Transcribe the whole listing precisely, leaving nothing out.

● ● ●

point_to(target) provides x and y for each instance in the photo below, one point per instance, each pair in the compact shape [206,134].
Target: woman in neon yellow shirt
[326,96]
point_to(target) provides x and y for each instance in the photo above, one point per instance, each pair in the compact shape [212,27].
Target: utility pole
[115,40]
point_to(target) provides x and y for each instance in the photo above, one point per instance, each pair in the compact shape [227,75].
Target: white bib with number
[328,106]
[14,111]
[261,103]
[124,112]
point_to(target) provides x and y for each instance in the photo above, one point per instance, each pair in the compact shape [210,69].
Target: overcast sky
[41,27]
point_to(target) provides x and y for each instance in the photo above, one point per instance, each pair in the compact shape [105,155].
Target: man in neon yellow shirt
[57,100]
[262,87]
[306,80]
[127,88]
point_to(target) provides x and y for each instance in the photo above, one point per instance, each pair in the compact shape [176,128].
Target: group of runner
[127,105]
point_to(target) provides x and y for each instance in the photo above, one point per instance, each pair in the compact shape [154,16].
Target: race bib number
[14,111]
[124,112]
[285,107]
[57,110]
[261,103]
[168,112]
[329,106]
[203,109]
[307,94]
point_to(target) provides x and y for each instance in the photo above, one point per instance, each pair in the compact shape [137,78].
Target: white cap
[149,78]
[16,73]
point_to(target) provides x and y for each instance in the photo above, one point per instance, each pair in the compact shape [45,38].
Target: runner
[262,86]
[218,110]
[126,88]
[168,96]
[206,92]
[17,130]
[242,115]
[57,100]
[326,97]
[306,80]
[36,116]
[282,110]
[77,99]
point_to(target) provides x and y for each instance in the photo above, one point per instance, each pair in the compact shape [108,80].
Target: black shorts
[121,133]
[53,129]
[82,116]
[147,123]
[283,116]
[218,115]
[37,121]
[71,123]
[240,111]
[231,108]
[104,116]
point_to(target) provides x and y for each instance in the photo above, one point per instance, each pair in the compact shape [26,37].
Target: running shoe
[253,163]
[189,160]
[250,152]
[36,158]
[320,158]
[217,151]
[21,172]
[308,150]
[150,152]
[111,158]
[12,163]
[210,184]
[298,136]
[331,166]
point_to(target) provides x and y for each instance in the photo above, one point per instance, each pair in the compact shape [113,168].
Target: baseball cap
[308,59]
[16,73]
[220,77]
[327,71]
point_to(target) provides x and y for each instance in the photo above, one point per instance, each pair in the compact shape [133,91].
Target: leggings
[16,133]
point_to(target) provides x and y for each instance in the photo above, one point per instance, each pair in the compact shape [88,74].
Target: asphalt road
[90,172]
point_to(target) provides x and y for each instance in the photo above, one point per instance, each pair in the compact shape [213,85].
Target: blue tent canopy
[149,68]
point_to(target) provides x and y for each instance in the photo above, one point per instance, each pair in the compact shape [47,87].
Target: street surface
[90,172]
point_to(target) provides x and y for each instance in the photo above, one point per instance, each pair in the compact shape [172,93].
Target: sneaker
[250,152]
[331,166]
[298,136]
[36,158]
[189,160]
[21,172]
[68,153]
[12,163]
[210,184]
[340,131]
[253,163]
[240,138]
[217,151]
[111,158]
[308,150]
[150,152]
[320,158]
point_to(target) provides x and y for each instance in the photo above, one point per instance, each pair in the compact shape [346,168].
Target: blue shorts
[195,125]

● ● ●

§ **Reply**:
point_to(target) provides x and y for each instance in the photo below, one point per instance, each pair in the compact shape [206,134].
Target: woman in neon yellow shirt
[326,96]
point_to(target) provides x and y for each instance in the photo above, one point per instance, each pair in the compact shape [212,27].
Target: utility pole
[115,40]
point_to(target) provides x and y for each instance in the photo above, one point per instance, each pair in the compact shape [227,75].
Target: white bib with number
[328,106]
[14,111]
[261,103]
[124,112]
point_to(target) provides x and y for each instance in the photo above, one point per instance, each pair in the compact shape [210,69].
Target: overcast sky
[41,27]
point_to(target) provides x and y for each instance in the photo above, one point per instance, each pair in the compact shape [105,155].
Target: man in neon yellow shirt
[57,100]
[262,87]
[306,80]
[127,88]
point_to(target) provides x and y for each instance in the photo above, one point per instance, each pair in the compact shape [176,128].
Target: group of runner
[127,105]
point_to(target) provides x and y for each instance in the photo above, one point per instance, each pair in the compact shape [154,16].
Target: race bib number
[14,111]
[124,112]
[285,107]
[57,110]
[261,103]
[168,112]
[329,106]
[203,109]
[307,94]
point_to(target) provides x and y for each instance in the photo above, one point per instance, each pair in the compact shape [137,78].
Target: white cap
[149,78]
[16,73]
point_to(target) provides x and y for each instance in the photo above, one point per instance, each pair in the compact shape [45,38].
Target: runner
[262,86]
[218,110]
[126,88]
[168,96]
[206,92]
[17,130]
[242,115]
[57,100]
[326,97]
[306,80]
[36,116]
[282,110]
[77,99]
point_to(target) provides x and y for each instance in the photo above, one point per instance, each pair in the compact shape [108,80].
Target: black shorts
[121,133]
[53,129]
[82,116]
[147,123]
[283,116]
[218,115]
[37,121]
[71,123]
[240,111]
[231,108]
[104,116]
point_to(target) provides x and y for each instance in the photo above, one point per instance, each pair in the compact shape [26,37].
Target: running shoe
[253,163]
[189,160]
[250,152]
[36,158]
[320,158]
[217,151]
[21,172]
[308,150]
[150,152]
[111,158]
[12,163]
[210,184]
[298,136]
[331,166]
point_to(target) provides x and y for each instance in the photo above, one point per instance, each pair in the compact shape [113,168].
Target: baseball cap
[308,59]
[16,73]
[220,77]
[327,71]
point_to(target) provides x and y for each instance in the photo above, one point per instance, each pair in the compact shape [133,91].
Target: leggings
[16,133]
point_to(target) provides x and y for each instance in the photo above, one point per instance, each pair in the compact shape [88,74].
Target: asphalt road
[90,172]
point_to(target) provides x and y for each instance in the photo above, one point per instance, each pair in the compact shape [213,85].
Target: blue tent canopy
[149,68]
point_to(target) provides x and y for each instance in the photo above, one point per instance, each pair in the compact shape [47,87].
Target: street surface
[90,172]
point_to(target) provides x and y for each instance in the photo above, one point per instance, each pair in the compact shape [172,93].
Target: sneaker
[250,152]
[331,166]
[298,136]
[36,158]
[189,160]
[21,172]
[68,153]
[12,163]
[210,184]
[340,131]
[253,163]
[240,138]
[217,151]
[111,158]
[308,150]
[150,152]
[320,158]
point_to(target) provides x and y for each instance in the photo above, one point per instance, each pair in the compact shape [346,168].
Target: blue shorts
[195,125]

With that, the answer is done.